### Directions
Output exactly the first line of the listing and each line after it, through the line that contains "Query: robed figure standing"; add nothing else.

Start of The data

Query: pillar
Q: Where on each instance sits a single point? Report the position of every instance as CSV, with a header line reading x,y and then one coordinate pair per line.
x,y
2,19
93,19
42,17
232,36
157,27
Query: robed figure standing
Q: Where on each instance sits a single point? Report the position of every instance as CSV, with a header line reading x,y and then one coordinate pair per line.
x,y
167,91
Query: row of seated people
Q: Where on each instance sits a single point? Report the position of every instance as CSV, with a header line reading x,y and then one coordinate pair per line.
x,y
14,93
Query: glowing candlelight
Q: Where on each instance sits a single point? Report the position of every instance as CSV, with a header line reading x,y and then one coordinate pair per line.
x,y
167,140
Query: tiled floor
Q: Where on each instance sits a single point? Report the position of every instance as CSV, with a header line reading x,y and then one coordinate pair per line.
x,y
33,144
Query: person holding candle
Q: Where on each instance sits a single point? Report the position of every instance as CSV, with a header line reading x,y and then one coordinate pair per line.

End of The data

### Your response
Query: pillar
Q: Where on each instance sits a single point? Report the position of every instance as CSV, with a header line reading x,y and then one coordinate pair per line.
x,y
2,19
93,19
42,17
232,36
157,27
Query: robed figure standing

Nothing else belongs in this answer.